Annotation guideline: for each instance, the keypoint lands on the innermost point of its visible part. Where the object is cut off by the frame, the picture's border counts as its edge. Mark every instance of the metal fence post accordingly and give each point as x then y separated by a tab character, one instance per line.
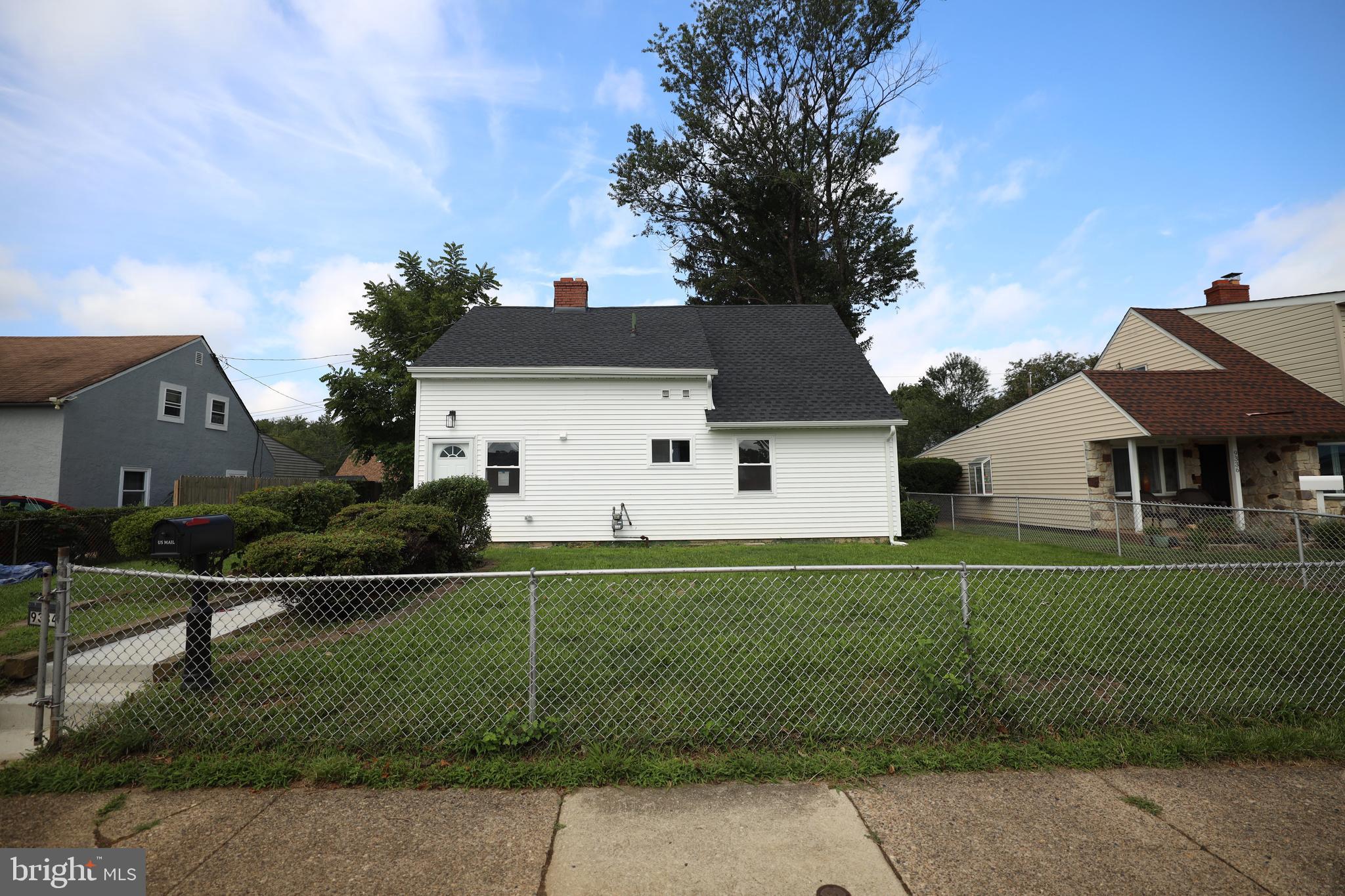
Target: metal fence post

==

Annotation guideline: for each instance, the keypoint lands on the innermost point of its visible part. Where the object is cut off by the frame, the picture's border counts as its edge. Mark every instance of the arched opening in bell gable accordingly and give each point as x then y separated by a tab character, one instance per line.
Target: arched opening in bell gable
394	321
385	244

▶ _The task_
Return, exactly as they stand, the lines above from the one with "of the metal" to the one with "Target: metal fence post", omitting any pictures among them.

▶ _Your solution_
Annotation guideline: for each instance, the keypoint lands on the innermost point of its visible part. Where the object is cut off by the frame, the picture's border counts as its edge. Mark every instance of the metal fence post accordingly and give each point as x then y separated by a tab character, one instance per line.
Target: metal fence post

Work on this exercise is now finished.